=== To be done ===
Gather every line in the data below that contains the string "tent", and copy each one out in full. Matching is case-sensitive.

=== Collection entries ===

+++

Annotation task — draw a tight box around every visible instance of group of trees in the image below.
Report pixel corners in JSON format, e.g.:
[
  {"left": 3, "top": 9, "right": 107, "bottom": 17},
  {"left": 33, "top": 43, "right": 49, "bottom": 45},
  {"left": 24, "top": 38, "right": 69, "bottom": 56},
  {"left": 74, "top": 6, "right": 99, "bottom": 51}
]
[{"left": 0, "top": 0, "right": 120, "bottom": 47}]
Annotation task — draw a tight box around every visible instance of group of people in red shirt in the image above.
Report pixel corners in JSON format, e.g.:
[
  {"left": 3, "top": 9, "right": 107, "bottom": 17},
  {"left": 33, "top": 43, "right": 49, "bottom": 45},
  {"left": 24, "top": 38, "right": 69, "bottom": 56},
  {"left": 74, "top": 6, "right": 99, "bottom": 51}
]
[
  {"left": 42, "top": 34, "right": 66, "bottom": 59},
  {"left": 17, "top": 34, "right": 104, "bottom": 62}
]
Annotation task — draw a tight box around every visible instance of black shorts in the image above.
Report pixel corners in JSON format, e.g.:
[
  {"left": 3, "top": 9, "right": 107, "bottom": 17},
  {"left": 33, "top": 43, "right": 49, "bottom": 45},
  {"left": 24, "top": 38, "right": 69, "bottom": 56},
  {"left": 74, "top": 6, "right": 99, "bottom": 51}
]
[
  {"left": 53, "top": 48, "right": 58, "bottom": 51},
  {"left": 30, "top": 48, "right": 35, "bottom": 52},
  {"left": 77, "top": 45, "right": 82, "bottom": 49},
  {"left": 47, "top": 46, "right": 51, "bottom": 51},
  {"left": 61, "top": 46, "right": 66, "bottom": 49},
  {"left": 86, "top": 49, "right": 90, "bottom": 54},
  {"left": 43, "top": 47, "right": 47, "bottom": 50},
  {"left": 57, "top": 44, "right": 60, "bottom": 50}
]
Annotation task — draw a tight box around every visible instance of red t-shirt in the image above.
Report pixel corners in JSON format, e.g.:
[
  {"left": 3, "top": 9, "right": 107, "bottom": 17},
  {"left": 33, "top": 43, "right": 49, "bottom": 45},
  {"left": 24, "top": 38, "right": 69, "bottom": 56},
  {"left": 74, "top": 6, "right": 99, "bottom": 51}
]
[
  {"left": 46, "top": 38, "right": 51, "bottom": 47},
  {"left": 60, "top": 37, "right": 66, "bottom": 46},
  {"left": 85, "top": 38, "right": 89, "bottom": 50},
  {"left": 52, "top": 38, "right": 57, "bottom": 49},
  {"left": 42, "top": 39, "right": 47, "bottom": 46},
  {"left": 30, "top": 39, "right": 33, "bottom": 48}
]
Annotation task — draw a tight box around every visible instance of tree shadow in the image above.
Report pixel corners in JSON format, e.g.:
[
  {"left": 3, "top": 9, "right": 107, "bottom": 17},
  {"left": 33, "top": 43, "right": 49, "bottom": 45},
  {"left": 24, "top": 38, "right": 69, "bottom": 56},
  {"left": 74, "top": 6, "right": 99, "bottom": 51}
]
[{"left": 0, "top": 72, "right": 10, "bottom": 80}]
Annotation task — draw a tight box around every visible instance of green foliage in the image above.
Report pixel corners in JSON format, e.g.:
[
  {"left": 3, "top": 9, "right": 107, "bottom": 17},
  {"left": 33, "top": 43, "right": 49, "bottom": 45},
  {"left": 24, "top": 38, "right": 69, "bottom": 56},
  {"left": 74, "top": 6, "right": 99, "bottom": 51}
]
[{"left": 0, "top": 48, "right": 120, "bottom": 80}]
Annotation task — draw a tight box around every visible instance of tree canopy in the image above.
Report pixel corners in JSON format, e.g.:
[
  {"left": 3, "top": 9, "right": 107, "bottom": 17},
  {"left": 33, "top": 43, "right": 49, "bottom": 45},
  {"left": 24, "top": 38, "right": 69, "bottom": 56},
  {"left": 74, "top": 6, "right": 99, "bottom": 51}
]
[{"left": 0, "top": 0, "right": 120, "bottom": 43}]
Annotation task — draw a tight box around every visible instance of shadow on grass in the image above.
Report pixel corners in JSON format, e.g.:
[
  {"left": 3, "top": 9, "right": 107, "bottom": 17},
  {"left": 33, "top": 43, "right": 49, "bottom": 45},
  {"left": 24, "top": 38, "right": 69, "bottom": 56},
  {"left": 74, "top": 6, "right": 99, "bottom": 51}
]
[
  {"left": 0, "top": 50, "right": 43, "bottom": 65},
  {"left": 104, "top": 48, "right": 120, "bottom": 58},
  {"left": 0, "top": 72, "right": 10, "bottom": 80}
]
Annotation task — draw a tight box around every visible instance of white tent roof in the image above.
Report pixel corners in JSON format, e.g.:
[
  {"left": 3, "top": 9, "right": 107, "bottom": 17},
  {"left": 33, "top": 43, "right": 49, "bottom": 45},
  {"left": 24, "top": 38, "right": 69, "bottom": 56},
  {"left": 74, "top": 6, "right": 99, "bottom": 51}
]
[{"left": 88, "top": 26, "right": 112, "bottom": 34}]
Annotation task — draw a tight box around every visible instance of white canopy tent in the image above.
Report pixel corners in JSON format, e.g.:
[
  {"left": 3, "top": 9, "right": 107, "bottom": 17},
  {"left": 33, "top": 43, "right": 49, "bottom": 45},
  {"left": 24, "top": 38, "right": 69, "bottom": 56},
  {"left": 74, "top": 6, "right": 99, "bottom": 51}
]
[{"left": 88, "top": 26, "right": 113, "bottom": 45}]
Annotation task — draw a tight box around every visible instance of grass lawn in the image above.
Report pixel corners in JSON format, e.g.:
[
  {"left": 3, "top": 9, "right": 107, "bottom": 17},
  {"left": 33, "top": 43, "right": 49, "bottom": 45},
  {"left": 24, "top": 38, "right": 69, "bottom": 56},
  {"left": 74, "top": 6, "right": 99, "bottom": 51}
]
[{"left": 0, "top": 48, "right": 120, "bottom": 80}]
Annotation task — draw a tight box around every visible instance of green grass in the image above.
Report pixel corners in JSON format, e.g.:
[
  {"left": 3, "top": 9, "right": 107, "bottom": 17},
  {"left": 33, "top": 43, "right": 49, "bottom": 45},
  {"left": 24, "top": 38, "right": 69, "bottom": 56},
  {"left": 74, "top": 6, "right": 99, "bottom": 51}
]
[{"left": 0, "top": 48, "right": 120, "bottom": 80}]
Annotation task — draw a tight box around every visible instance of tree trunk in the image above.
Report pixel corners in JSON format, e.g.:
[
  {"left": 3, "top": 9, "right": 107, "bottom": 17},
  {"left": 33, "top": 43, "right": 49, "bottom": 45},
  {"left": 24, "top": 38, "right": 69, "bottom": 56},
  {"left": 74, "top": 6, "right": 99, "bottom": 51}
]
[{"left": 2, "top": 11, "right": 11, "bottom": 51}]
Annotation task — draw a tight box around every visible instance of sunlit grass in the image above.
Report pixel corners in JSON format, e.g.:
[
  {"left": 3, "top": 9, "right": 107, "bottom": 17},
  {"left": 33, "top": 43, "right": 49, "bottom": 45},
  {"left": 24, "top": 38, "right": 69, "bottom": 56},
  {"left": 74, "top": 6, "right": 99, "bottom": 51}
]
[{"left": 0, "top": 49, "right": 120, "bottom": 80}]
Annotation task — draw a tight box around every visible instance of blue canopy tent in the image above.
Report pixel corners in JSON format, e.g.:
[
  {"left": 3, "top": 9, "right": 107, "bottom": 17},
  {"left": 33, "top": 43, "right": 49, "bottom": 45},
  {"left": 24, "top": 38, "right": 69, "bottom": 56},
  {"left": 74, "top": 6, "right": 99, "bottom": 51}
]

+++

=== Exercise response ===
Annotation task — draw a tight box around every visible instance of white tent roof in the image above.
Annotation task — draw a tight box around every visible instance of white canopy tent in the image above.
Annotation task — draw a tight box around every visible instance of blue canopy tent in the image above.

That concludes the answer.